_Work to be completed:_ Write out every line from the first one up to and including the line containing "288 338 496 480", requests included, adding 87 to each bounding-box coordinate in the answers.

_Recorded information:_
— begin —

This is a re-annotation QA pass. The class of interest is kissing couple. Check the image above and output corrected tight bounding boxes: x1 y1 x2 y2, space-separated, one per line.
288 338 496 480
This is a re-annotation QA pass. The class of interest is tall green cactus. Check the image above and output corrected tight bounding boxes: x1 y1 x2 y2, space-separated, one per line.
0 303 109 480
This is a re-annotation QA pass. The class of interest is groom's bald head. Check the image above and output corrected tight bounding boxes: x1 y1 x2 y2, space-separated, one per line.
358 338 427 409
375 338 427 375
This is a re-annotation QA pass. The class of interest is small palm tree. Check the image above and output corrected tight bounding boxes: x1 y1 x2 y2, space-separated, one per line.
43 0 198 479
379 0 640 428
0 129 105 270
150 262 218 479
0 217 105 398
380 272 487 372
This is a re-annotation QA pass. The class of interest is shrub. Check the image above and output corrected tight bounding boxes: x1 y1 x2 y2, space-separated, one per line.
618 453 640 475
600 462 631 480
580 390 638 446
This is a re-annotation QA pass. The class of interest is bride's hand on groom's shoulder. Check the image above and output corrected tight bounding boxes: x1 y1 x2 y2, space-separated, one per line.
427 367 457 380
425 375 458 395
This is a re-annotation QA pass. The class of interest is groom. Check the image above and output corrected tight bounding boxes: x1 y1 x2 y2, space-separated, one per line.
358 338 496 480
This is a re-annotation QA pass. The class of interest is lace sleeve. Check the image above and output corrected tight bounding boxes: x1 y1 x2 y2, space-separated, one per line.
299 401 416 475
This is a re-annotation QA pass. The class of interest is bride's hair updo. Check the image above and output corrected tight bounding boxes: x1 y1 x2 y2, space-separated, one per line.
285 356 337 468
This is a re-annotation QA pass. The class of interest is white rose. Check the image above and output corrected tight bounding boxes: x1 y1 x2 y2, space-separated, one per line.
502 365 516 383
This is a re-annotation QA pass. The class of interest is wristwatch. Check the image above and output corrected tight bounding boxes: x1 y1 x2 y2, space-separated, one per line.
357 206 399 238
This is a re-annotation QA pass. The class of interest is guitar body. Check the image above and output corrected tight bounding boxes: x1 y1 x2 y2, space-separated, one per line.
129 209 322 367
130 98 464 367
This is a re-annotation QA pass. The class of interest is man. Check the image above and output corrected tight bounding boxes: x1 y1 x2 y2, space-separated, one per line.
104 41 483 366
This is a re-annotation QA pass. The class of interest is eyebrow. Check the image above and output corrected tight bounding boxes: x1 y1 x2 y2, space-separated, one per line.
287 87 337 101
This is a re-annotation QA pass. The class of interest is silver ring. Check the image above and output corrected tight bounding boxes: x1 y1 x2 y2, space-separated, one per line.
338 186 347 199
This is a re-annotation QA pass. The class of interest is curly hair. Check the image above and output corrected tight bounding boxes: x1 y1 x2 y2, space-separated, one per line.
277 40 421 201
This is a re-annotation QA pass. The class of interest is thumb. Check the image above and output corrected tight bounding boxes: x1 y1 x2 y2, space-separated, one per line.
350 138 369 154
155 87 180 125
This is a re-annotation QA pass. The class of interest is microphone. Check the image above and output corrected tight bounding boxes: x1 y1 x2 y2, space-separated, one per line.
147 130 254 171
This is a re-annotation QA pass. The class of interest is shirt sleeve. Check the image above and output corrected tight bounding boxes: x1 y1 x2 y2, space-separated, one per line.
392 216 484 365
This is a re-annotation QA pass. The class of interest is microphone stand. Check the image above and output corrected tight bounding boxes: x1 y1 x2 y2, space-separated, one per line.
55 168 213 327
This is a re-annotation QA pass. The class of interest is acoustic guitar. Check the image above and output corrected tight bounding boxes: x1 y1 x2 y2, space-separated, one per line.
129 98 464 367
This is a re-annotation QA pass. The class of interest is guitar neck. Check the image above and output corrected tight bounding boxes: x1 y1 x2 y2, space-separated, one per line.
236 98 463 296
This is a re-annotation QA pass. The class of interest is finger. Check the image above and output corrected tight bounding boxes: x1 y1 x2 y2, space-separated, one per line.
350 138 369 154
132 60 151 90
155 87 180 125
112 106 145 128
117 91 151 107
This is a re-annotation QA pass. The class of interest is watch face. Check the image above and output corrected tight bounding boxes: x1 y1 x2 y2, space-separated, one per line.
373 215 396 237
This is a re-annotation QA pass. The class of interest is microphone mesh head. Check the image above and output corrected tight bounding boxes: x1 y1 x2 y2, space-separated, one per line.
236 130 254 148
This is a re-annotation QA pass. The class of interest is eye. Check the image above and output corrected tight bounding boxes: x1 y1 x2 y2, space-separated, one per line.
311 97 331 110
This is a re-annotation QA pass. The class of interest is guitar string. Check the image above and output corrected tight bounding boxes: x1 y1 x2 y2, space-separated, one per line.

— end —

_Solution for this task:_
This is a re-annotation QA pass. The class of interest is kissing couple. Check the image above and output corrected tight bounding boxes: x1 y1 x2 y2, space-separated, one per line.
375 425 583 567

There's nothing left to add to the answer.